Short problem> Copy the lines below from the very first one through the line containing "pixel 589 167", including both of those lines, and leave the pictures out of your answer.
▼
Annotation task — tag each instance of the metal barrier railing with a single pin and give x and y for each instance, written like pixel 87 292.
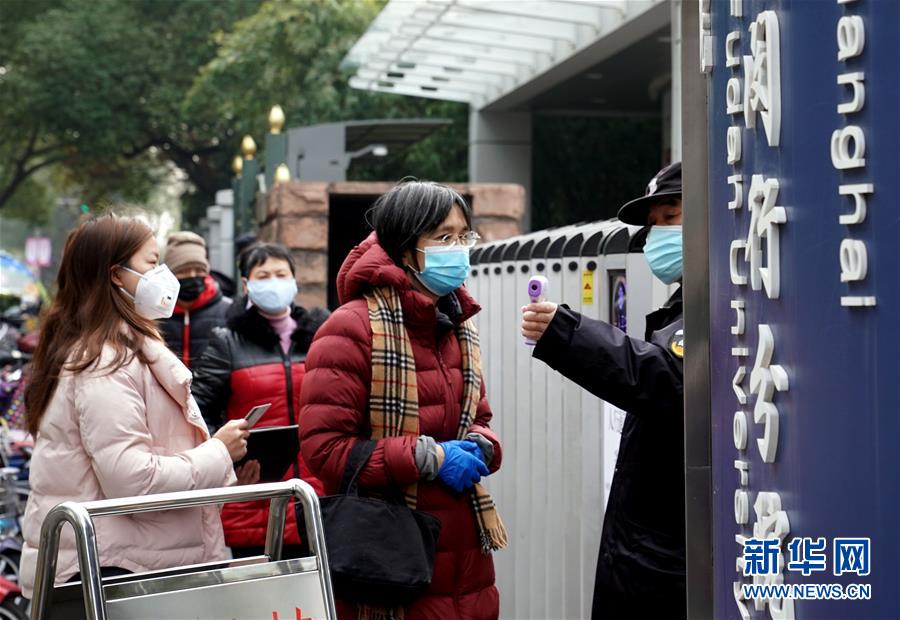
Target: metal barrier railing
pixel 80 516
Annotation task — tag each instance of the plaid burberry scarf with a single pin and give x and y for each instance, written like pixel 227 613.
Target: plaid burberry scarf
pixel 394 397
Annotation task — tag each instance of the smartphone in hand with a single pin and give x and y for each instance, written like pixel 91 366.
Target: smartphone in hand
pixel 254 415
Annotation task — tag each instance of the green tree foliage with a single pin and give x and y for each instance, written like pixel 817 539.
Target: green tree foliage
pixel 98 87
pixel 112 90
pixel 289 53
pixel 589 167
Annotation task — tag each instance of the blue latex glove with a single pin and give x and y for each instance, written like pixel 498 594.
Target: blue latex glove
pixel 462 465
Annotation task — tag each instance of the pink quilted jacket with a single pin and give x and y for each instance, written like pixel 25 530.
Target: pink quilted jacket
pixel 134 432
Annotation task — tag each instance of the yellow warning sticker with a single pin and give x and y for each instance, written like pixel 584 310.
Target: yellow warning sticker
pixel 587 287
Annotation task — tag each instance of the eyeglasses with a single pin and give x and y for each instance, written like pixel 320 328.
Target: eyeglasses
pixel 467 239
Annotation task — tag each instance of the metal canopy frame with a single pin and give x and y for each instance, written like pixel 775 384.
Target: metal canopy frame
pixel 477 51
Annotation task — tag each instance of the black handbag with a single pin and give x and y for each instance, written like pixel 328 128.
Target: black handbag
pixel 380 552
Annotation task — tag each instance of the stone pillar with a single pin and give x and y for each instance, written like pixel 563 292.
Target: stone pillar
pixel 297 217
pixel 500 151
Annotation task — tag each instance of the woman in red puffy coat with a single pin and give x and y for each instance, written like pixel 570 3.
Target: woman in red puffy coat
pixel 259 358
pixel 420 251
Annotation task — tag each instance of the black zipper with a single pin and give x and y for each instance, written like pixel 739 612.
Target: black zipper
pixel 289 379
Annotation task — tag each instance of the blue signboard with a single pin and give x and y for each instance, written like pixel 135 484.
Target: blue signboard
pixel 804 125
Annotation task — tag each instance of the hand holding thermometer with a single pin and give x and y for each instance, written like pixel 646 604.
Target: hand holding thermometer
pixel 537 292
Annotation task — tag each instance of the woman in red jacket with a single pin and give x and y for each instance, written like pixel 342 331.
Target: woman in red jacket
pixel 406 279
pixel 259 358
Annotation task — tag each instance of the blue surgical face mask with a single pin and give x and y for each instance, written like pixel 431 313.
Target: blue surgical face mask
pixel 663 251
pixel 272 295
pixel 446 268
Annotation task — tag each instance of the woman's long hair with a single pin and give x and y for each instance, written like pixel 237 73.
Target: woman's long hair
pixel 89 311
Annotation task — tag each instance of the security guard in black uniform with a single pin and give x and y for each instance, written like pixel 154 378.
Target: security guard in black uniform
pixel 641 568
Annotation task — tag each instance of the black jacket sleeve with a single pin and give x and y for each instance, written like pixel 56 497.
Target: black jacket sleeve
pixel 640 377
pixel 212 379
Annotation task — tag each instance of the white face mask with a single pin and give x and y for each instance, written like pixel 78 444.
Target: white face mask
pixel 156 293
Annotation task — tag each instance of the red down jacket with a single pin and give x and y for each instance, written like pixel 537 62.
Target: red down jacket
pixel 333 416
pixel 242 367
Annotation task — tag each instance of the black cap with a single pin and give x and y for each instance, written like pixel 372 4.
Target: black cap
pixel 667 182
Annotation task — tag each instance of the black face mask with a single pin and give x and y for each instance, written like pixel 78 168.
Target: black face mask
pixel 191 288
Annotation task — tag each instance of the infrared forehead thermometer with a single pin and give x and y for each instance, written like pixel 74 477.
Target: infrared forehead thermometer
pixel 537 292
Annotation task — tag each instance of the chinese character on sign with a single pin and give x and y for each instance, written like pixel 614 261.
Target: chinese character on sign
pixel 762 74
pixel 851 555
pixel 761 556
pixel 765 220
pixel 807 555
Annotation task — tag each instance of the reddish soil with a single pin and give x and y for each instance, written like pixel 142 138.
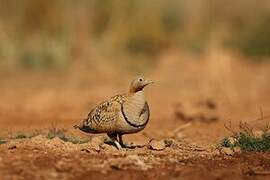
▲
Response to the task>
Annotation task — tag each instance of the metal barrier railing with a single pin and give x and y for each instance, written like pixel 87 292.
Target: metal barrier railing
pixel 80 516
Annotation task — tag each instance of the plaid burberry scarf with a single pin and give x and y for each instance, written like pixel 227 613.
Target: plaid burberry scarf
pixel 394 397
Annotation task — tag each instance of the smartphone in hand with a single pin and give x and y for each instance, written like pixel 91 366.
Target: smartphone in hand
pixel 254 415
Annotation task — tag each instance of the green tree foliage with a single pin and give x and y for each instance, written like pixel 817 539.
Target: green tree foliage
pixel 98 87
pixel 112 90
pixel 289 53
pixel 589 167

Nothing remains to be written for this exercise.